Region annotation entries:
§

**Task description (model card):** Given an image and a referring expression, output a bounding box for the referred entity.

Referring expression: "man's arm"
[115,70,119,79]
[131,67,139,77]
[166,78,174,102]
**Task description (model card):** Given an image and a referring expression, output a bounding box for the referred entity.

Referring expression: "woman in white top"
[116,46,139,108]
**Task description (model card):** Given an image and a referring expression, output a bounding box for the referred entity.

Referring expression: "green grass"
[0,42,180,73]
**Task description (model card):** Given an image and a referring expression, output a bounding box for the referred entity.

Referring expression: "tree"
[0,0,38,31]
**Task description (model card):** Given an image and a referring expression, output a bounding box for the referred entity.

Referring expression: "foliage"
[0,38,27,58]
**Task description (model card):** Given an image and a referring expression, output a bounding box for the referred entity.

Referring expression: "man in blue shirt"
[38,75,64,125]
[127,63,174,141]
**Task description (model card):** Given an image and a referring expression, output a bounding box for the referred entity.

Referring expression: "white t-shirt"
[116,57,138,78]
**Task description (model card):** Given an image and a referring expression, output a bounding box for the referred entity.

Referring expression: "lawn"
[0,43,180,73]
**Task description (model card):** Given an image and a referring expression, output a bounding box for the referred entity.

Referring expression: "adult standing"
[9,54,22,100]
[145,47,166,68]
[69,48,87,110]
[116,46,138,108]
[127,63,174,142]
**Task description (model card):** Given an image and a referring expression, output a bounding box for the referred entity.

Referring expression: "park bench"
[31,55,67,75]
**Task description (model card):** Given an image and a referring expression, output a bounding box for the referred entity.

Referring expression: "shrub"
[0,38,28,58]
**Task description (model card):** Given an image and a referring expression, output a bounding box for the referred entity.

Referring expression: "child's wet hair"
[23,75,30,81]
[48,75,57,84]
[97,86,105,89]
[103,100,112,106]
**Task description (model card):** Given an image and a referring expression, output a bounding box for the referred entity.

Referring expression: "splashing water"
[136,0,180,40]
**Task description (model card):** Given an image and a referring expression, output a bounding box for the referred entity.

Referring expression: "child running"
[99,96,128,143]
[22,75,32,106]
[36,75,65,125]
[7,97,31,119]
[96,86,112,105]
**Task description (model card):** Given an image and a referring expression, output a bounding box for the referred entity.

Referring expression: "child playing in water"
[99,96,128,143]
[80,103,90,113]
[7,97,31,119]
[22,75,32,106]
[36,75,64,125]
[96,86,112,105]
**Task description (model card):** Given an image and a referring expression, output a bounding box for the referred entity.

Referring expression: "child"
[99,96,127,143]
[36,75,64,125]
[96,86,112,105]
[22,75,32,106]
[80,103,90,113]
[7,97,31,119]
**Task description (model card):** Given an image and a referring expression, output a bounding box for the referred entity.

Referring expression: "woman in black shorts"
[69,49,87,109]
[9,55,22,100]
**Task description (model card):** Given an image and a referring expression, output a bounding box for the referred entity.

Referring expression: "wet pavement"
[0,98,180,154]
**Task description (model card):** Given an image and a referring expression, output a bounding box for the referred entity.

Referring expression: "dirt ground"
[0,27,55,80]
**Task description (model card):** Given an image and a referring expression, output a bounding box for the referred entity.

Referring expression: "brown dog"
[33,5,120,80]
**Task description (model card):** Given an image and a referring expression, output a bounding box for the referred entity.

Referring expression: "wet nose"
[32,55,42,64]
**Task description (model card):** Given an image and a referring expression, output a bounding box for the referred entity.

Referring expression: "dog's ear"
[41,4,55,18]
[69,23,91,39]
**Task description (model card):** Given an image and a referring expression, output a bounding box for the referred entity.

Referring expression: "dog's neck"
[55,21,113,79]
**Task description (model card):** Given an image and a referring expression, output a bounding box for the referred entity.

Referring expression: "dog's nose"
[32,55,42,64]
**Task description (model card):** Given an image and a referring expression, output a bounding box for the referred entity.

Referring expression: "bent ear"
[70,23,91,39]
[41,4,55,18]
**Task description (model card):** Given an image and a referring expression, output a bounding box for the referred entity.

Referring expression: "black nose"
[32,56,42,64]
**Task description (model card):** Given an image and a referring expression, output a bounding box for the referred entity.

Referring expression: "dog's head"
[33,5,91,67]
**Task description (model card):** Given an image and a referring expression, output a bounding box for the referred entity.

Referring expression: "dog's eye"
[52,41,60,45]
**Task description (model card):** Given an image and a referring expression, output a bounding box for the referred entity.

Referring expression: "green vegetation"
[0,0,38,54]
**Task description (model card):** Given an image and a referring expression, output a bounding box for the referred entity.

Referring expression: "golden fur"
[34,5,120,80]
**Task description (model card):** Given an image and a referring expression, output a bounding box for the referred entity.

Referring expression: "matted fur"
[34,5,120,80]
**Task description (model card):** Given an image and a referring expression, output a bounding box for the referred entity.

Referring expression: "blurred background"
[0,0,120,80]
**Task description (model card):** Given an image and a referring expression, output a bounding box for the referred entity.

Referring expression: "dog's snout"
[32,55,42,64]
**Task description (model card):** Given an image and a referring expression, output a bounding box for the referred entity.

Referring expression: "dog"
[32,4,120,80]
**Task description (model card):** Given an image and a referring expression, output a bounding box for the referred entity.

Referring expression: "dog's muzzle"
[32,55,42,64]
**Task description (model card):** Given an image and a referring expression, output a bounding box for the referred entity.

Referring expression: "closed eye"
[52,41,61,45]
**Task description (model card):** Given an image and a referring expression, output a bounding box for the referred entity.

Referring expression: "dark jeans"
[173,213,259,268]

§

## Exercise
Rewrite all of the data above, putting "described object" in place of every occurrence of "referred entity" and leaving everything else as it is.

## Task response
**Task description (model card):** Given an image and a referring expression, output a bounding box for the described object.

Referring expression: "man's arm"
[115,70,119,79]
[131,67,139,77]
[166,78,174,102]
**Task description (model card):** Given an image and a referring expression, output a bounding box for the described object.

Referring expression: "woman in white top"
[116,46,139,108]
**Task description (model card):** Given an image and a referring expression, output a bounding box for the described object.

Referring expression: "green grass"
[0,42,180,73]
**Task description (model card):** Given an image and a referring expression, output a bounding box for the described object.

Referring expression: "tree"
[0,0,38,31]
**Task description (model card):** Given an image and a referring expression, output a bounding box for the described object.

Referring expression: "foliage"
[0,38,27,58]
**Task description (model card):** Given an image and a referring expression, output a bounding box for the described object.

Referring expression: "man in blue shirt"
[38,75,64,125]
[127,63,174,141]
**Task description (model card):** Given an image and a referring expression, output a bounding box for the described object.

Referring expression: "white t-shirt"
[116,57,138,78]
**Task description (model card):** Given an image and a referring expression, output a bounding box for the described object.

Referring expression: "lawn"
[0,43,180,73]
**Task description (model card):** Given an image and a referring expression, output a bounding box for the described object.

Referring expression: "adult standing"
[9,54,22,100]
[145,47,166,68]
[69,48,87,110]
[116,46,138,108]
[127,63,174,142]
**Task description (model card):** Given an image and a referring expression, output a bounding box for the described object.

Referring expression: "park bench"
[31,55,67,75]
**Task description (model card):** Given an image and a referring expression, output a bounding box for the described object.

Referring expression: "shrub"
[0,38,28,58]
**Task description (model card):** Given an image and a referring expression, output a bounding box for the described object.

Referring expression: "child's wet hair"
[23,75,30,81]
[48,75,57,84]
[97,86,105,89]
[103,100,112,106]
**Task description (model card):** Given an image and a referring expression, output a bounding box for the described object.

Referring expression: "splashing water"
[136,0,180,40]
**Task description (model card):** Given an image and a referring expression, output a bounding box for the described object.

Referring expression: "child running"
[99,96,128,143]
[22,75,32,106]
[36,75,65,125]
[7,97,31,119]
[96,86,112,105]
**Task description (model card):** Given an image and a referring expression, output a bounding box for the described object.

Referring expression: "child playing in water"
[99,96,128,143]
[80,103,90,113]
[7,97,31,119]
[22,75,32,106]
[36,75,64,125]
[96,86,112,105]
**Task description (model card):** Given an image and a referring expression, output a bounding box for the described object.

Referring expression: "child"
[99,96,127,143]
[36,75,64,125]
[96,86,112,105]
[22,75,32,106]
[80,103,90,113]
[7,97,31,119]
**Task description (model card):** Given an image and a referring expression, output a bounding box for the described object.

Referring expression: "woman in black shorts"
[69,49,87,109]
[9,55,22,100]
**Task description (model card):** Given an image and a referring expression, output a bounding box for the described object.

Referring expression: "wet pavement"
[0,98,180,154]
**Task description (model card):** Given an image and a referring expression, output a bounding box for the described object.

Referring expression: "dirt ground"
[0,27,55,80]
**Task description (model card):** Given an image and a referring expression, output a bounding box for the described object.

Referring expression: "brown dog"
[33,5,120,80]
**Task description (model card):** Given an image and a referring expression, output a bounding box for the described object.

Referring expression: "wet nose"
[32,55,42,64]
**Task description (model card):** Given an image and a referring expression, output a bounding box for the described object.

Referring expression: "dog's ear"
[41,4,55,18]
[69,23,91,39]
**Task description (model card):** Given an image and a referring expression, output a bounding box for the described object.

Referring expression: "dog's neck"
[55,21,113,79]
**Task description (model card):** Given an image and a referring expression, output a bounding box for the described object.

Referring expression: "dog's nose"
[32,55,42,64]
**Task description (model card):** Given an image and a referring expression, output a bounding box for the described object.

Referring expression: "bent ear"
[70,23,91,39]
[41,4,55,18]
**Task description (model card):** Given an image and a referring expression, output a bounding box for the described object.

Referring expression: "black nose"
[32,56,42,64]
**Task description (model card):** Given an image and a referring expression, output a bounding box for the described object.

Referring expression: "dog's head"
[33,5,91,67]
**Task description (model card):** Given an image and a referring expression, output a bounding box for the described object.

Referring expression: "dog's eye"
[52,41,60,45]
**Task description (model card):** Given an image and a referring expression, output a bounding box for the described object.

Referring expression: "green vegetation"
[0,0,38,54]
**Task description (model card):** Given an image and a referring expression, output a bounding box for the described object.

Referring expression: "golden fur"
[34,5,120,80]
**Task description (model card):** Given an image and a referring expression, output a bounding box for the described object.

Referring expression: "matted fur"
[34,5,120,80]
**Task description (model card):** Given an image and a referring expression, output a bounding box for the described object.

Referring expression: "blurred background"
[0,0,120,80]
**Task description (model card):** Given an image and a referring expression, output a bounding box for the described object.

Referring expression: "dog's snout"
[32,55,42,64]
**Task description (model card):** Given an image and a referring expression, output a bounding box for the described object.

Referring expression: "dog"
[32,4,120,80]
**Task description (model card):** Given an image and a referring expression, output a bounding box for the described object.

Referring expression: "dog's muzzle"
[32,55,42,64]
**Task description (model card):** Given an image and a referring expression, output a bounding box for the described object.

Referring expression: "closed eye"
[52,41,61,45]
**Task description (model card):** Given an image and a referring expression, output a bounding box for the described object.

Referring expression: "dark jeans"
[173,213,259,268]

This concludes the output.